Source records
★ ★ ★

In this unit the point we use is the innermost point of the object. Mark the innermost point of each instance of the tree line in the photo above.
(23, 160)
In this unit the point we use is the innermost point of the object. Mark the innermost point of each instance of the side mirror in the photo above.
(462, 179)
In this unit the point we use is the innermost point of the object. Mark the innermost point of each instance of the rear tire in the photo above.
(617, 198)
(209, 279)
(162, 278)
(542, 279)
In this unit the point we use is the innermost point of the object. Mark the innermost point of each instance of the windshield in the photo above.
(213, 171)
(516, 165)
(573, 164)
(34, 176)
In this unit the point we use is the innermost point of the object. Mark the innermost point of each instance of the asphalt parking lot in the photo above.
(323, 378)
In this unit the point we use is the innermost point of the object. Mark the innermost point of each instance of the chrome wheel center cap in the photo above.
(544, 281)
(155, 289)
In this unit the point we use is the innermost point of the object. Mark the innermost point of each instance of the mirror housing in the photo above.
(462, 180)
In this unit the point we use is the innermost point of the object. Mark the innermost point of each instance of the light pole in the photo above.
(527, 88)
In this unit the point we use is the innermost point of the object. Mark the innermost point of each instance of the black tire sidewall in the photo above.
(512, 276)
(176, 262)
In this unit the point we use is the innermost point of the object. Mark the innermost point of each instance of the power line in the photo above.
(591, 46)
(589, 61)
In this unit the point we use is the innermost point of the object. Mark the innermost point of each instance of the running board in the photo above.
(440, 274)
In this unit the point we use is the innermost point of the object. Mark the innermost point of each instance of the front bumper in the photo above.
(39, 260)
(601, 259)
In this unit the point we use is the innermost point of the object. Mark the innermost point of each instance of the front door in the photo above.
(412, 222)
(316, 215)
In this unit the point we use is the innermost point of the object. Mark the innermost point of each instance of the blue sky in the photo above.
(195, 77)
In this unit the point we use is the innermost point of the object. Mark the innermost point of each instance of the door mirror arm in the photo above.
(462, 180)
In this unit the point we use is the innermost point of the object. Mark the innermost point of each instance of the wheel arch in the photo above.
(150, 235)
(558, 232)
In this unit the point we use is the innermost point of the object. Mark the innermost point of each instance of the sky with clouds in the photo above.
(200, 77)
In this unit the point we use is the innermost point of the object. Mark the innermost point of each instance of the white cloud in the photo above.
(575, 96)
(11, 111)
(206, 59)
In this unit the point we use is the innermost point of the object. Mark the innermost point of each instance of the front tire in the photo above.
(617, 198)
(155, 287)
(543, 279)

★ ★ ★

● The problem:
Pull every row above out verbatim, keeping them in their original order.

● Answer to the task:
In this unit the point we use is the innermost point of the object. Mark the innermost point of each instance of the tree line in the photo above.
(23, 160)
In this unit the point we use is the innermost point of the object. Mark the innermost point of each instance of the side mirror in the photo above.
(462, 179)
In this unit the point we use is the innermost point of the object. Mark the innermost point of each instance of the rear tire in the photo above.
(617, 198)
(209, 279)
(162, 278)
(542, 279)
In this unit the point we use is the innermost point of the object. Mark the innermost point of each instance of the windshield in the photo above.
(213, 171)
(516, 165)
(573, 164)
(34, 176)
In this unit the point we use is the innermost point of the object. Mark the innermost point of each instance of the asphalt parking lot in the photo above.
(323, 378)
In this unit the point we use is the innermost point of the object. Mark the innermost point of each instance of the chrome wheel center cap in the photo above.
(544, 281)
(155, 289)
In this unit the point we use is the innermost point of the object. Mark the innermost point of each instance of the mirror housing in the photo above.
(462, 180)
In this unit the point we use is the innermost point of the object. Mark the innermost point of each instance of the light pole in the photo above.
(527, 88)
In this unit the point we use is the innermost point of the object. Mark the innermost point of each instance of the black tire sidewall in the photo above.
(512, 276)
(176, 262)
In this unit the point we use is the innermost point of the object. Mark the innermost point of each instance of the power line in the photo above.
(591, 46)
(589, 61)
In this unit the point we use is the innermost point of the object. Mark the innermost point of each instance of the running board in the photo above.
(440, 274)
In this unit the point we use is the innermost point of the object. Mark the innermost point of each instance of the front bumper in the photo above.
(39, 260)
(601, 259)
In this unit the point we use is the innermost point of the object. Mark the innermost point of each instance of the front door in the photo above.
(412, 222)
(316, 215)
In this unit the point we use is the innermost point of the object. Mark the innermost point of each instance of the blue sky in the photo above.
(195, 77)
In this unit the point we use is the innermost point of the object. Mark the innermost point of each instance of the door mirror arm in the photo above.
(462, 180)
In this unit the point we use is the innermost point of the object. Mark the innermost point of each instance of the wheel arch in the photo above.
(150, 235)
(558, 232)
In this unit the point we use is the innermost point of the object. Mark the innermost point of each instance of the sky with clouds in the photo above.
(200, 77)
In this unit the point we use is the innermost point of the object. Mark the innermost point of each instance of the white cloud in the photo above.
(575, 96)
(11, 111)
(206, 59)
In this unit the point we use is the innermost point of the object. Mark the innermost point of each instance of the front tire in the photo above.
(617, 198)
(155, 287)
(543, 279)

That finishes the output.